[Stored data]
===============

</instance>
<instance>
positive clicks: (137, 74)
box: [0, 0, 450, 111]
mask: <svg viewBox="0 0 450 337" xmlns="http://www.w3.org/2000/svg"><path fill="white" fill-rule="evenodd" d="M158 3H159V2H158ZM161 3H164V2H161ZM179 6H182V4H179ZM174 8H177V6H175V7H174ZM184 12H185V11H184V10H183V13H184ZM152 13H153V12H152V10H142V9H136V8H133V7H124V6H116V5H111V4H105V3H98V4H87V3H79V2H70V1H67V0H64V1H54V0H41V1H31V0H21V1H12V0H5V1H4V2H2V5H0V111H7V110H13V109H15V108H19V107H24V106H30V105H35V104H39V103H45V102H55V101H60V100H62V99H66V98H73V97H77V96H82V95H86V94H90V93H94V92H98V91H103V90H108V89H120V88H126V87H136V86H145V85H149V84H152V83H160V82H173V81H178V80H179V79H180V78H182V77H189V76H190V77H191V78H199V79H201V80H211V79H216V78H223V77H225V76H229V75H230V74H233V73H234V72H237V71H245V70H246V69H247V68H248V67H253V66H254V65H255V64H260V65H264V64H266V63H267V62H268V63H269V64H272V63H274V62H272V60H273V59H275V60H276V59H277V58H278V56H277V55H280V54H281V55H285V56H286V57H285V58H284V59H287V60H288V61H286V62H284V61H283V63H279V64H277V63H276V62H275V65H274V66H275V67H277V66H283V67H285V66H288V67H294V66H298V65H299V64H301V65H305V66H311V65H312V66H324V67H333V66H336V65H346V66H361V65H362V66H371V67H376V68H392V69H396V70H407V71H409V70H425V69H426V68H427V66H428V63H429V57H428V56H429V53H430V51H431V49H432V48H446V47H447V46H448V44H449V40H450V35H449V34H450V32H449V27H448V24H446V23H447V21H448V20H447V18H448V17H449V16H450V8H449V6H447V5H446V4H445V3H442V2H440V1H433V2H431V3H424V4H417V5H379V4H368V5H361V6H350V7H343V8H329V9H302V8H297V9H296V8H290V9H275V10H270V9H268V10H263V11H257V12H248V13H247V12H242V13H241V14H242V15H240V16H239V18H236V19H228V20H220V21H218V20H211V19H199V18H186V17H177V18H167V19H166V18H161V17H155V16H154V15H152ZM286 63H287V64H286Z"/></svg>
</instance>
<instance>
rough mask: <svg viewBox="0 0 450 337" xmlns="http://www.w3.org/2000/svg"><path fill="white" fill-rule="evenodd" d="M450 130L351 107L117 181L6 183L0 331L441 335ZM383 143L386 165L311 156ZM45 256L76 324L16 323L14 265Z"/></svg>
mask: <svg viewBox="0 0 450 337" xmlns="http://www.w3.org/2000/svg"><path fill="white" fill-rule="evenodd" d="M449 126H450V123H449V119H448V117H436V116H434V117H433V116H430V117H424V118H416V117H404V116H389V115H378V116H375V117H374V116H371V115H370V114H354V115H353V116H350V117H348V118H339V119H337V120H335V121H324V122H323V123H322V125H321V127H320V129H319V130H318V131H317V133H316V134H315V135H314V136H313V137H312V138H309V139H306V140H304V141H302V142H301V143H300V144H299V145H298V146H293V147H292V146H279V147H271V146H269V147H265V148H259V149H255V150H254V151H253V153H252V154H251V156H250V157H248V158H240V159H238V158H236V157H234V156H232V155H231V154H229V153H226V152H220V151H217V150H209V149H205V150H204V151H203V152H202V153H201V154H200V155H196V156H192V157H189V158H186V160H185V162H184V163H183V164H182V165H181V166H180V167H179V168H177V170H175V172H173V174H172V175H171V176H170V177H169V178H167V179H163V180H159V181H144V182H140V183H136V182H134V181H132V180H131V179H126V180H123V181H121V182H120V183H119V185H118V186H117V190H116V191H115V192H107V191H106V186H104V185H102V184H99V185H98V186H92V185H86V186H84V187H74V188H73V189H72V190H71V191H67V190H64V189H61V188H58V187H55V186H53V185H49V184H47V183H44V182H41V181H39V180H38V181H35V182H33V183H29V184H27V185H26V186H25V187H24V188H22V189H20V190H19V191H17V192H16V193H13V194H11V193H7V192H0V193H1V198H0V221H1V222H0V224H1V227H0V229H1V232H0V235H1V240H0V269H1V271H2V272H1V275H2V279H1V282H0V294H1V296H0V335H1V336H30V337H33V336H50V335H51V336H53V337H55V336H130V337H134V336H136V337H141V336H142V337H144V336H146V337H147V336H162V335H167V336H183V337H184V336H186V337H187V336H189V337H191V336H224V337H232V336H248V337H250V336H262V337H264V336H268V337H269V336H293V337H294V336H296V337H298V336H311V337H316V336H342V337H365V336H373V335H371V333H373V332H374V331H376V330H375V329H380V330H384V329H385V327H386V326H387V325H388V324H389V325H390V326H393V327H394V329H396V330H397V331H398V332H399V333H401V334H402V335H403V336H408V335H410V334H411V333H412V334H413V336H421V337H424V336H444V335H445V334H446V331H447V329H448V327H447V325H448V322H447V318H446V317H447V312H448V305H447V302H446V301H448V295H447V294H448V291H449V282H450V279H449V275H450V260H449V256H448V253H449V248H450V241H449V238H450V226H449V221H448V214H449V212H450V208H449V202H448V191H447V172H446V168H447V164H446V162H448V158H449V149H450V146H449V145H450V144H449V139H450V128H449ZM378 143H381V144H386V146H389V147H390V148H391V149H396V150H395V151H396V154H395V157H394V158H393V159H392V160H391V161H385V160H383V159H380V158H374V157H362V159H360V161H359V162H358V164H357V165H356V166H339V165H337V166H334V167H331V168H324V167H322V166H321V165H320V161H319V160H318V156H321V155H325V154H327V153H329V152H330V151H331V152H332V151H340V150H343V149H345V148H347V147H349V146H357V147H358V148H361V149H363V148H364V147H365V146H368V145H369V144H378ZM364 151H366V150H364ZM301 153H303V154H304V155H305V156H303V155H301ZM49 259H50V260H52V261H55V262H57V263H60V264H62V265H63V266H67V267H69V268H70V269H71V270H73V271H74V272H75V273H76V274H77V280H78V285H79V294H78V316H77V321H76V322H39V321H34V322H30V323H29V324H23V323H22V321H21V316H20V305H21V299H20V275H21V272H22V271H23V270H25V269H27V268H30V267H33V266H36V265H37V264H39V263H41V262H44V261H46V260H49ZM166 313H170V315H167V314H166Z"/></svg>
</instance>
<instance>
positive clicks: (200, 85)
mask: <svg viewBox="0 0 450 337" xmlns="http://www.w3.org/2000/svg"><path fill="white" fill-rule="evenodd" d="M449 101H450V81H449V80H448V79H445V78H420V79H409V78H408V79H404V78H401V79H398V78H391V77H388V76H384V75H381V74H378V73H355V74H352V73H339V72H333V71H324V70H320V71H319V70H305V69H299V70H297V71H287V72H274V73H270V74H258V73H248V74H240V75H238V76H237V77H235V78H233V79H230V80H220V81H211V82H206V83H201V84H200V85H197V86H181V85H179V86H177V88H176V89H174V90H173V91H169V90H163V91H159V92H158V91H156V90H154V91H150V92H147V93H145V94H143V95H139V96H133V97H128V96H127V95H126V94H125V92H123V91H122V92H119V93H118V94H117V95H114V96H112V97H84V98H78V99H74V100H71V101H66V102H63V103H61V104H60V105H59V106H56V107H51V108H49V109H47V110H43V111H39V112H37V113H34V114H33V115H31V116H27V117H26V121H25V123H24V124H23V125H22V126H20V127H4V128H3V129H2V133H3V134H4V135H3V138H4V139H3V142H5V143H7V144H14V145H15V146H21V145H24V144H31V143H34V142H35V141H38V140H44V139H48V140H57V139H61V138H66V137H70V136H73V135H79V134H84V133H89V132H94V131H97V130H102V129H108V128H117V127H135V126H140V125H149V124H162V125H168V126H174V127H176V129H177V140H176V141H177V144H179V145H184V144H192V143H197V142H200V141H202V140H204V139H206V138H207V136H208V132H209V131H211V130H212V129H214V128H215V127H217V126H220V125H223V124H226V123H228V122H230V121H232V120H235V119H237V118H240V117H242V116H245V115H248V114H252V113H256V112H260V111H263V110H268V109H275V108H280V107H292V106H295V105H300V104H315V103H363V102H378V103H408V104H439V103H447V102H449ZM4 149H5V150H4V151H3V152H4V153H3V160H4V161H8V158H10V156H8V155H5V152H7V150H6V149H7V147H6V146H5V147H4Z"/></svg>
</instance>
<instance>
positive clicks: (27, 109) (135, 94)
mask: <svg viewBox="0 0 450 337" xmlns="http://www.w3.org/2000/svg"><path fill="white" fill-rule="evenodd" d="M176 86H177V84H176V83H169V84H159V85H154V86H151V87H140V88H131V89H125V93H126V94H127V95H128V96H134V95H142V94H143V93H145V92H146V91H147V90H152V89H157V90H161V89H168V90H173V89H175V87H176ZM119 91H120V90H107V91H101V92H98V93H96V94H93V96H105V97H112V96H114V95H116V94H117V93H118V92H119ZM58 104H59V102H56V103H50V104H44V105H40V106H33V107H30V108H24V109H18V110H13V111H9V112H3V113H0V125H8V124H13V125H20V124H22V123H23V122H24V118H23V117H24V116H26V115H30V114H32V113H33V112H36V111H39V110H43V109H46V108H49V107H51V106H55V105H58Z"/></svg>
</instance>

===============

_WHAT NEEDS TO BE DONE_
Go through the records above and, whenever a line includes the word "positive", copy it.

_RESPONSE BOX_
positive clicks: (137, 74)
positive clicks: (200, 85)
positive clicks: (27, 109) (135, 94)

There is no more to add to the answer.